The entire listing below needs to be transcribed word for word.

### Data provided

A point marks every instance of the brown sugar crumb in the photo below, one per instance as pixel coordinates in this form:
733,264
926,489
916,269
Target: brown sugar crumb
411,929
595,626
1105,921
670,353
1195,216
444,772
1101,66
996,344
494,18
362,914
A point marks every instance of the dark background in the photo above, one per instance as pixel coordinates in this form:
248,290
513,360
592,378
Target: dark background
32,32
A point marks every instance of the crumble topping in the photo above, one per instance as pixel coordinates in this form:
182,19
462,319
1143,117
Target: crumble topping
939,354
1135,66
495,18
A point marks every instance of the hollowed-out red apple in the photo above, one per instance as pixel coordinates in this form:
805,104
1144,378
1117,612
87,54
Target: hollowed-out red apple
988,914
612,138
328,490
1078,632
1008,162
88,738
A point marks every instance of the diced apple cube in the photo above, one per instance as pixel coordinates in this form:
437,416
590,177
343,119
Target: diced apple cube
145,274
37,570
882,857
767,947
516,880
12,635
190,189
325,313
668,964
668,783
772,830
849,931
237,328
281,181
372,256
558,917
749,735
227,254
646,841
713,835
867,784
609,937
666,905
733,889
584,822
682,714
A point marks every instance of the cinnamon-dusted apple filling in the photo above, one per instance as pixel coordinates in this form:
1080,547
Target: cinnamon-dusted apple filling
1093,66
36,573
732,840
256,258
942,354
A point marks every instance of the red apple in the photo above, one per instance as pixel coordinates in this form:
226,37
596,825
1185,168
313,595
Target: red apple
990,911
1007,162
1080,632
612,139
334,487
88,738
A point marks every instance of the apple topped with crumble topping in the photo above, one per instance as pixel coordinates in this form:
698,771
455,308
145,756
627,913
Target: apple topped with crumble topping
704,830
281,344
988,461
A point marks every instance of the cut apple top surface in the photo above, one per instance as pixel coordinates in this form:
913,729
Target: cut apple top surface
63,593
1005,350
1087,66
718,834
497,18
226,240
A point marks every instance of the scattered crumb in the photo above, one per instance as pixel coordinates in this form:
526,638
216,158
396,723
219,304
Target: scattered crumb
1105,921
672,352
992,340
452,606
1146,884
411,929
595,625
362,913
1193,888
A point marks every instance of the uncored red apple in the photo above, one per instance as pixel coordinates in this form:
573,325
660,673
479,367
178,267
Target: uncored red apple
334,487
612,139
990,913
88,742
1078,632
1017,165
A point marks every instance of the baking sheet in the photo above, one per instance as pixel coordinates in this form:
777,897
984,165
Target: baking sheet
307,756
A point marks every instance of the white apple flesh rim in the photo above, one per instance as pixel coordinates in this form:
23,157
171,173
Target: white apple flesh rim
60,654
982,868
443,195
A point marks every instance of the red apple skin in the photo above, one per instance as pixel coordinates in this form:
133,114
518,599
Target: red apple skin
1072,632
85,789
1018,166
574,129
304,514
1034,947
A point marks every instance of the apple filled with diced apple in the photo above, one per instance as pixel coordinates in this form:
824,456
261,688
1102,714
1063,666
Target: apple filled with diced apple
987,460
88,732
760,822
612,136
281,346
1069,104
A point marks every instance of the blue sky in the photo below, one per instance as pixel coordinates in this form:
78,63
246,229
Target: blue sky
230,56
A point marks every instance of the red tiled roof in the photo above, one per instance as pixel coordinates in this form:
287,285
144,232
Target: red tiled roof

######

Exercise answer —
A point marks every instance of the brown sugar crumb in the photo below, one per instance as pixel coordinates in this form:
733,264
926,489
916,269
Target: brown sugar crumb
411,929
595,626
1105,921
670,353
1195,216
444,772
1101,66
996,344
494,18
362,914
A point marks every instance of the dark background in the photo above, one per instance as pixel coordinates in this form:
248,290
513,360
592,378
Target: dark background
32,32
A point marks every instance of the crumble topping in the photo above, one per instance as pixel coordinates in this form:
182,19
462,319
1143,117
Target: crumble topping
939,354
1135,66
495,18
A point marks every instance of the hollowed-out red apple in the photo above, one per instance as pixel coordinates in this form:
805,104
1144,378
1117,612
87,54
Target: hollowed-out red apple
988,914
612,138
328,490
1078,632
1008,162
88,738
A point marks every instance of the diced apple cube in the photo above, one per instance as pixel coordinates in this form:
437,416
590,177
343,119
Target: diced apple cube
145,274
37,570
882,857
767,947
516,880
12,635
190,189
325,313
668,964
668,783
772,830
849,931
237,328
281,181
372,256
558,917
749,735
227,254
646,841
713,835
867,784
609,937
666,905
733,889
584,822
682,714
A point marks every instance of the cinnamon-dusted apple filling in the photo above, one per instance as pixel coordinates in this form:
1080,547
Target: cinnamon-dusted apple filling
1093,66
36,573
732,840
256,258
942,354
A point marks every instance of the red apple in the photo above, one per instance as pixel coordinates in this form:
226,37
596,825
1185,168
313,595
Target: red apple
990,911
1007,162
1080,632
612,139
334,487
88,738
A point marks every instance of the apple topped with crumble topping in the photo above, one per instance as pixel coordinates in this form:
698,771
455,308
145,756
627,913
Target: apple topped with crumble topping
704,830
281,344
988,461
A point marks every instance of the cut apple top surface in the photo above, one per instance as pixel coordinates in this form:
913,729
Target: cut apple top surface
63,593
1005,350
1087,66
718,834
497,18
226,240
A point marks every instance of the scattered crumb in the photo above, one per instance as pixel coordinates in this form:
526,638
216,158
396,723
219,304
Target: scattered crumb
1105,921
672,352
992,340
452,606
1146,884
411,929
595,625
362,913
1193,888
A point marks every instance of the uncored red apple in the photo above, one per instance as pixel coordinates in this form:
573,325
660,673
479,367
178,267
Target: uncored red apple
334,487
612,139
990,913
88,742
1078,632
1017,165
A point marks every instance of the baking sheet in the photo above, one per instance as pixel coordinates in this form:
777,897
984,165
Target: baking sheet
307,756
A point marks every instance of the white apple flesh rim in the photo above, one per instance as pixel coordinates in this form:
23,157
171,173
Target: white apple flesh rim
60,654
982,868
443,195
A point marks every instance of the red apple skin in the photo above, one per instance as pixel coordinates in this form:
133,114
518,599
Target: red apple skin
1072,632
85,789
1018,166
574,129
304,514
1034,947
A point marks every instance of the apple filled with diced apple in the photo above, one per instance as pixel coordinates in this form:
824,456
261,688
1102,714
1063,666
Target: apple filled with diced apple
987,460
88,732
760,822
612,136
281,346
1069,104
A point marks every instance of the blue sky in the photo below, one per instance as pixel coordinates in this form:
78,63
246,229
Target: blue sky
230,56
A point marks every instance of the red tiled roof in the photo above, one per instance as pixel coordinates in this form:
287,285
144,232
Target: red tiled roof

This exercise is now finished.